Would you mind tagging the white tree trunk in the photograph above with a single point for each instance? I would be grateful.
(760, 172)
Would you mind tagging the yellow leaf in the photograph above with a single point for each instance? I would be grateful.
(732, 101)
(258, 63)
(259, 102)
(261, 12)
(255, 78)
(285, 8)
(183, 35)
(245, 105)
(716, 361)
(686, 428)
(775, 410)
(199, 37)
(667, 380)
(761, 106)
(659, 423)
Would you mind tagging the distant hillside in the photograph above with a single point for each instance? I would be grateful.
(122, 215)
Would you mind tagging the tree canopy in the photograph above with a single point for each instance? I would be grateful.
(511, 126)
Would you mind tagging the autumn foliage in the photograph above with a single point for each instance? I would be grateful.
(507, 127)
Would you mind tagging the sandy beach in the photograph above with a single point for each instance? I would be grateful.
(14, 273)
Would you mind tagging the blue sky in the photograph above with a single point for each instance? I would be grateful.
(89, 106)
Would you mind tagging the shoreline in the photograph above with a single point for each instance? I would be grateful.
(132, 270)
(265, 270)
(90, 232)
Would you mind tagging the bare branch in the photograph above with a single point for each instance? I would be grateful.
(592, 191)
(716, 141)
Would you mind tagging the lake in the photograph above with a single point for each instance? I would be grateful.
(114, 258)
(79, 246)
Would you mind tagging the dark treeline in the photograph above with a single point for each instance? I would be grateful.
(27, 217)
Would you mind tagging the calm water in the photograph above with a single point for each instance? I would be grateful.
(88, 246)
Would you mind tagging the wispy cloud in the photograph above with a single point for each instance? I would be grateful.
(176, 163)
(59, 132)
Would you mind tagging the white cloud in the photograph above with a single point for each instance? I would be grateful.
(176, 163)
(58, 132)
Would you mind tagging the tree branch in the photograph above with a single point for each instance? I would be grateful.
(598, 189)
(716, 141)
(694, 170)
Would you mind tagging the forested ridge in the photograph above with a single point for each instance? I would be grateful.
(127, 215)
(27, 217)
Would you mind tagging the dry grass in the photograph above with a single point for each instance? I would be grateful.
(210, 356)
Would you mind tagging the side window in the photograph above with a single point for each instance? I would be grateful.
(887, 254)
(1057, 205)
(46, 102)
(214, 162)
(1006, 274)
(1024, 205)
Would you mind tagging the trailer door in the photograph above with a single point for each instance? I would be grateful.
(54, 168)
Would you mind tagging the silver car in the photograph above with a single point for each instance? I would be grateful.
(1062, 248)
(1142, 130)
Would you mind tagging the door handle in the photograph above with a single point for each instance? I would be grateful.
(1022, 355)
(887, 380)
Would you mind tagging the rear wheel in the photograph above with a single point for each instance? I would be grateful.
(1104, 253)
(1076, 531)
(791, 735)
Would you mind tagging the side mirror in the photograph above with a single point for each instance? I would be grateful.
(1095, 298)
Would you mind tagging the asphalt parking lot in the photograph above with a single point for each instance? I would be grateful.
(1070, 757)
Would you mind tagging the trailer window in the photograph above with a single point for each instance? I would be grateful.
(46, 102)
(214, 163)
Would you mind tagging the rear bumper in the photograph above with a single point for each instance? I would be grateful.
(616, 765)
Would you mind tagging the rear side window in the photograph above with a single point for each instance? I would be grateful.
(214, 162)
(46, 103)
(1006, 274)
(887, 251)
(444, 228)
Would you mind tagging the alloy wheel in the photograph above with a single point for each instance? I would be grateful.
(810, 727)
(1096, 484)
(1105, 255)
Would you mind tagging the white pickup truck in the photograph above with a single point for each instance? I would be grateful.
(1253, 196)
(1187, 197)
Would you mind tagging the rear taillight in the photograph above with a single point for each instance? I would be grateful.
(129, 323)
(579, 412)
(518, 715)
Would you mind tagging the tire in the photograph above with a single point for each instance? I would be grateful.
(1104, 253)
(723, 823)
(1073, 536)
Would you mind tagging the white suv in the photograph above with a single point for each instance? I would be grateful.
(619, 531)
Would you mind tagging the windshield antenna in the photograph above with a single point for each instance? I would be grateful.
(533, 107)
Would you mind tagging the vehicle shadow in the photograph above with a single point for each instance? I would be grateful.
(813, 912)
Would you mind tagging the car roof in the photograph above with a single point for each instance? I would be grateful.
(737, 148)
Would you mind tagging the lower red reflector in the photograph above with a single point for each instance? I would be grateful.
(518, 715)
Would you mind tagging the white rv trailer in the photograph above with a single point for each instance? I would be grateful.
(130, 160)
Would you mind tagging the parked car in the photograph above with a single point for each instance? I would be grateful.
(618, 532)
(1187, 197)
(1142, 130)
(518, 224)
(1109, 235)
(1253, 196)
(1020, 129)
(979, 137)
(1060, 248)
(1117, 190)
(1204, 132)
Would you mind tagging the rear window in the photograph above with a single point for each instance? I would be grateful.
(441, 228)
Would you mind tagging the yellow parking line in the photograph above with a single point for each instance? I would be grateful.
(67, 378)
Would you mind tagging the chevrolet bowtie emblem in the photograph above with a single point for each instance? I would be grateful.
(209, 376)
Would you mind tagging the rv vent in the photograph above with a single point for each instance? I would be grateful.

WHAT YOU WILL DO: Write out the whole listing again, exactly as it stands.

THE RESULT:
Would you mind tagging the white tree trunk in the photograph above with a single point for each instance? I would be grateful.
(760, 172)
Would you mind tagging the yellow leaf in the photograph above with a single point for each instance? I would be grateful.
(732, 101)
(258, 63)
(259, 102)
(261, 12)
(255, 78)
(285, 8)
(183, 35)
(245, 105)
(716, 361)
(686, 428)
(775, 410)
(199, 37)
(667, 380)
(761, 106)
(659, 423)
Would you mind tagging the distant hillside in the photograph above with a single point for each instance? I would be grateful.
(122, 215)
Would you mind tagging the tree canopy in the photograph above with a single point for each instance? I would be grateful.
(511, 126)
Would you mind tagging the autumn foliage in the photograph above with a single point for each instance? I would be grateful.
(507, 127)
Would you mind tagging the sandy beach in the photograph above with a single point for each instance? I would be grateful.
(14, 273)
Would you mind tagging the blue sky in the photograph above with a single point for each instance? I would be grateful.
(89, 106)
Would you mind tagging the shoreline in the photograph above with a single point for each instance? I would be grateful.
(132, 270)
(265, 270)
(90, 232)
Would you mind tagging the bare branch in the photograph above with a single point for each instance? I would be grateful.
(592, 191)
(716, 141)
Would you mind tagging the lake in the photograph above with a single point for each instance? I would be grateful.
(114, 258)
(79, 246)
Would you mind tagging the dark treeline in the photograph above with a single point for each instance? I would be grateful.
(27, 217)
Would you mind tagging the calm water in the photograph above with a single point for each instance? I would be grateful.
(88, 246)
Would you mind tagging the wispy cloud in the photograph above with a single point for each instance? I would be grateful.
(176, 163)
(59, 132)
Would you mind tagging the white cloud in the photograph above with a single point for each instance? I would be grateful.
(176, 163)
(58, 132)
Would you mind tagging the tree branch in the photograph above with a single point for each instance? I would be grateful.
(598, 189)
(716, 141)
(694, 170)
Would you mind tagging the forested ridge in the photograph above with a single point for each instance? I would be grateful.
(127, 215)
(27, 217)
Would you mind tagging the dry grass in the photograph above with a single point for each instance? I would be grateful.
(210, 356)
Would you mind tagging the side window in the photograph above with a single point for each instance? I would be grateful.
(887, 254)
(1057, 205)
(46, 102)
(214, 162)
(1006, 274)
(1024, 205)
Would you mind tagging the trailer door in the photograph above with a single point for each instance? I would be grateful.
(54, 168)
Would you mind tagging the silver car in the photograph above with a single point for each instance? I would be grateful.
(1062, 248)
(1142, 130)
Would you mind tagging the door handle in the photograph above with a single point for each instance? I would be grateful.
(1022, 355)
(887, 380)
Would you mind tagging the rear wheel in the photograph above with a single point for each instance? I would be grateful.
(1104, 253)
(1076, 531)
(791, 735)
Would you mind tagging the side mirror in the photograph above with a single point for each instance? I would be grateful.
(1095, 298)
Would you mind tagging the asphalt parking lot in the photograph above with a single point for each instance? I would be grateful.
(1070, 757)
Would you mind tagging the trailer window in the photograph above with a single point for each instance? I would be grateful.
(46, 102)
(214, 163)
Would you mind tagging the rear bumper in the photograph above with a single point for each instance? I would be grateful.
(616, 765)
Would you mind tagging the rear side window in the photograph above with a single point for each instance? I would be grateful.
(214, 162)
(46, 103)
(1006, 274)
(887, 251)
(444, 228)
Would you mind tagging the alloy wheel in the photograph above with a single point for each instance? I would be grateful.
(810, 727)
(1096, 484)
(1105, 255)
Would you mind tagging the white pickup truck in the photograph above with a single point for each instance? I would be grateful.
(1253, 196)
(1187, 197)
Would you mind tagging the rear taillight in the photograph above with a single point for each instance? I would be grateful.
(129, 323)
(579, 412)
(518, 715)
Would you mind tagging the tire in the photograph above with a single point for each instance? I would be grateful.
(1104, 253)
(723, 823)
(1073, 536)
Would you mind tagging the white suv in the photograph above with a single point for each instance? I would be grateful.
(619, 531)
Would you mind tagging the windshield antenna in the photograph above with a single point for each instance? I would be grateful.
(533, 107)
Would you mind tagging the vehicle shadow in the photograph above with a single point for each instance? I would be grateful.
(813, 912)
Would you mind tagging the car roof in the photograph above with a single point for each instance? I would be grateful.
(737, 148)
Would you mind tagging the lower red reflector in the photograph above with a single point for each instance? I would be grateful.
(518, 715)
Would you mind tagging the white rv trailer in the photograph above with a single point for each instance? I would be grateful.
(130, 160)
Would you mind tagging the parked car in the photograph above with a single point for each instance? I would be grateful.
(618, 532)
(1187, 197)
(1142, 130)
(518, 224)
(1109, 235)
(1253, 196)
(1020, 129)
(979, 137)
(1060, 248)
(1117, 190)
(1204, 132)
Would you mind tagging the rear window in the photograph above with a single point for each instance? I would be grateful.
(441, 228)
Would you mind tagging the yellow parking line in the photograph above with a single point for each instance? I would be grateful.
(67, 378)
Would you mind tagging the chevrolet bowtie emblem in the photograph above with a single point for each instance? I would be grateful.
(209, 376)
Would you mind tagging the rv vent in the photograph above with a single point for each instance? I would be grateful.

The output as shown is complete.